• [Prompt]:
Copy each of the lines below word for word, leaving out the pictures.
--- Begin Listed entries ---
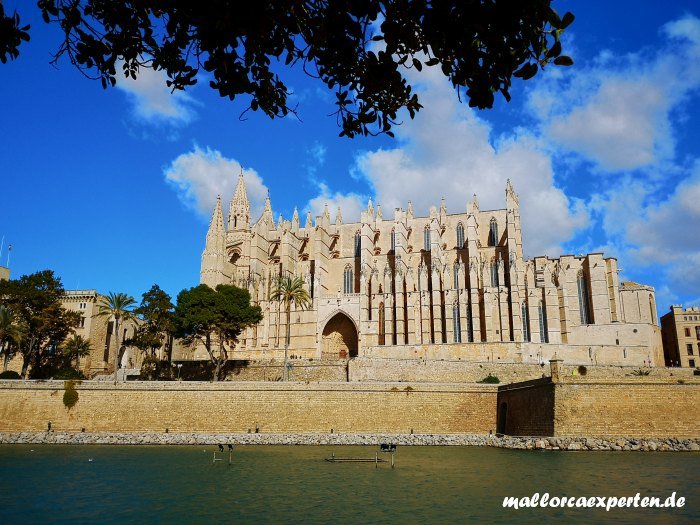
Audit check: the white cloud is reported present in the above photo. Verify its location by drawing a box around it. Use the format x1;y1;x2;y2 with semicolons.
591;162;700;298
163;146;268;223
529;16;700;172
302;183;368;223
116;63;197;124
350;64;588;256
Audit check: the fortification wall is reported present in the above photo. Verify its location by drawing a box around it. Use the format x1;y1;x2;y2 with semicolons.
497;376;700;438
359;340;664;366
554;378;700;437
0;381;497;434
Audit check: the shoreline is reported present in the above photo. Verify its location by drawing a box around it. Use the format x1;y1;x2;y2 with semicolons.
0;431;700;452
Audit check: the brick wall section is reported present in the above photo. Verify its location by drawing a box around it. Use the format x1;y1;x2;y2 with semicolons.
554;379;700;437
497;378;556;436
0;381;497;434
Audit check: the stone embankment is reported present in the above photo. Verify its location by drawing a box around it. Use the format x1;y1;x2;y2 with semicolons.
0;432;700;452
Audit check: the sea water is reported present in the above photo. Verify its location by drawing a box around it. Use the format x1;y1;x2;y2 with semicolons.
0;445;700;524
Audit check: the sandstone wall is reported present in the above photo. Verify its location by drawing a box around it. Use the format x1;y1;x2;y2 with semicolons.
497;376;700;438
497;379;556;436
0;381;497;434
554;378;700;437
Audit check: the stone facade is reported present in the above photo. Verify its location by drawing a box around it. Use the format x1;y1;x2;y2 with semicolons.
661;305;700;368
497;360;700;438
194;175;663;366
0;381;497;434
61;290;142;377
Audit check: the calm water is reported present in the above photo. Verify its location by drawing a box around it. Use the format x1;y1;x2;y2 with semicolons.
0;445;700;524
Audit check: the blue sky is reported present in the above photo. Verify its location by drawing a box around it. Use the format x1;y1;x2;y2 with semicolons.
0;0;700;312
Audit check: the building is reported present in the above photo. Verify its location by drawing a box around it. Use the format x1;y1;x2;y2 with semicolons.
661;305;700;368
61;290;143;377
194;174;663;366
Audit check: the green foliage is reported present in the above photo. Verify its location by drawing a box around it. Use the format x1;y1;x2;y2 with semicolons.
95;292;136;383
5;0;574;137
173;284;262;381
129;284;174;357
139;355;177;381
61;334;92;363
477;374;501;385
0;270;80;376
63;381;80;410
52;368;84;379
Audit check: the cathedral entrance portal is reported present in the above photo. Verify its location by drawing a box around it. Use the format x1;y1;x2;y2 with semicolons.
321;312;357;359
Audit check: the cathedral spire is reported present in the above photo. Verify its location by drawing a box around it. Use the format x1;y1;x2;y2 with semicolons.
228;168;250;230
258;191;275;229
199;195;226;288
468;193;479;214
292;206;299;232
207;195;224;239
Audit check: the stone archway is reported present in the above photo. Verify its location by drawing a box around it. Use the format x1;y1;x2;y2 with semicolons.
321;312;357;359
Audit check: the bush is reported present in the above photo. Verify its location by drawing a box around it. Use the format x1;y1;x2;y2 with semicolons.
63;381;79;410
53;368;85;379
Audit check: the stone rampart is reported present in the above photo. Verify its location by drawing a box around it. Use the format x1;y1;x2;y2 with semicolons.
0;381;497;434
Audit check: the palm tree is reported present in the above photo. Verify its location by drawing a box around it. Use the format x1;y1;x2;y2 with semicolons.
0;305;20;371
270;276;311;381
61;334;92;370
95;292;136;385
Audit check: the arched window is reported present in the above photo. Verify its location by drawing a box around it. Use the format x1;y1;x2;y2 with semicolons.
537;301;549;343
457;222;464;248
522;303;530;343
378;303;385;345
343;266;355;293
489;217;498;246
452;303;462;343
576;270;593;325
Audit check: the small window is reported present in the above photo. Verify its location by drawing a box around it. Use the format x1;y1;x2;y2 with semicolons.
489;217;498;246
537;301;549;343
343;266;355;293
457;222;464;249
452;303;462;343
576;271;593;325
491;261;498;286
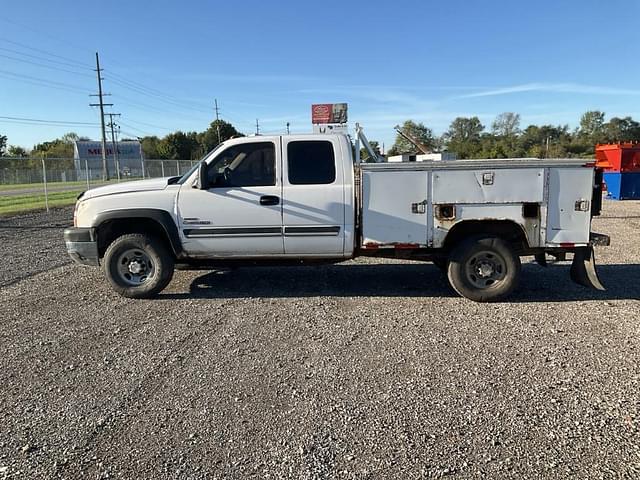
--- End Listed entries ---
• [Response to the task]:
Audit check: the white cloud is reported present in the above photo. Verify its location by drawing a box around it. Use the format x1;y1;x2;y2 with semicolons.
591;162;700;298
163;146;268;223
529;16;700;172
302;183;368;223
116;63;197;124
350;64;588;256
Audit check: the fortification wall is reported present in the above photo. Verify its location by drawing a box around it. Use the format x1;y1;x2;y2 with semicolons.
497;376;700;438
359;340;664;366
554;378;700;437
0;381;497;434
Audit check: the shoreline is reported present in the above photo. Verify its location by drawing a box around it. Use the format x1;y1;x2;y2 with semicolons.
0;431;700;452
Audit check: the brick wall section is reported present in the above photo. Verify its location by drawing a box around it. Use the format x1;y1;x2;y2 with semicolons.
554;379;700;437
497;378;556;436
0;381;497;434
Audit check: the stone embankment is reported present in the above photo. Verify its location by drawing a box around it. Use the format x1;y1;x2;y2 with semicolons.
0;432;700;452
Audit check: the sea water is reported present in the above photo. Verify its location by drawing a box around it. Use the format x1;y1;x2;y2 with semicolons.
0;445;700;524
Audit check: the sandstone wall is reported present in the above photo. Verify its location by drawing a box around it. Use the format x1;y1;x2;y2 with semicolons.
497;376;700;438
497;379;556;436
0;381;497;434
554;378;700;437
Audit check: the stone facade is reported present in the above photo. Verify its location by drawing a box around it. Use the format x1;y1;x2;y2 with semicolons.
661;305;700;368
497;360;700;438
194;175;663;366
0;381;497;434
61;290;142;377
Audit check: the calm water is reported present in the above photo. Verify its location by drawing a box around it. Use the format x1;y1;x2;y2 with semicolons.
0;445;700;524
Audit check: the blue sky is reported present in the above photo. Verify its location by drawing a box around it. Use the format x1;y1;x2;y2 with semicolons.
0;0;700;312
Audit check: the building is reported present in the above photo. Verify its location by drawing a box around it. Use the format x1;y1;x2;y2 with semicolons.
661;305;700;368
61;290;143;377
194;174;663;366
Audit check: the green foliage is reported present in the above photo. Verify its location by drawing a box around it. Use the format x1;y1;x2;y2 with semicolons.
95;292;136;383
5;0;574;137
173;284;262;381
129;284;174;357
139;355;177;381
61;334;92;363
477;374;501;385
0;270;80;376
63;381;80;410
52;368;84;379
Audit check: the cathedral entrance portal is reported present in the above photo. Verify its location by drawing a box around it. Use the format x1;y1;x2;y2 with semicolons.
321;312;357;359
Audit check: the cathedral spire is reported present in the above photo. Verify its location by drawing a box around it. Use the format x1;y1;x2;y2 with semicolons.
228;168;250;230
258;191;275;229
199;195;226;288
468;193;479;214
292;206;299;232
207;195;224;239
Audit check: the stone archway is reported present in the above photo. Verify its location by drawing a box around it. Use the format x1;y1;x2;y2 with semicolons.
321;312;357;359
Audit check: the bush is reported present in the above photo. Verify its location by drawing a box around it. Use the format x1;y1;x2;y2 with semicolons.
63;381;79;410
53;368;85;379
Audit check: the stone rampart is reported present in the above photo. Verify its location by drawing a box around it. Use the format x1;y1;x2;y2 with semicolons.
0;381;497;434
Audit check: the palm tree is reported present in the above photo. Verify its location by drawing a box around it. Use the format x1;y1;x2;y2 with semicolons.
0;305;20;371
270;276;311;381
61;334;92;370
95;292;136;385
Audit check: the arched window is reported present in the above photo. Verify its location by drawing a box around it. Use the format x1;y1;x2;y2 with semicolons.
537;301;549;343
457;222;464;248
522;303;530;343
378;303;385;345
343;266;355;293
489;217;498;246
452;303;462;343
576;270;593;325
Audit check: the small window is reported present in the above photo. Verify its location by drawing a box around it. Use the format x1;y1;x2;y2 with semicolons.
489;217;498;246
537;301;549;343
343;266;355;293
457;222;464;249
452;303;462;343
576;271;593;325
491;261;498;286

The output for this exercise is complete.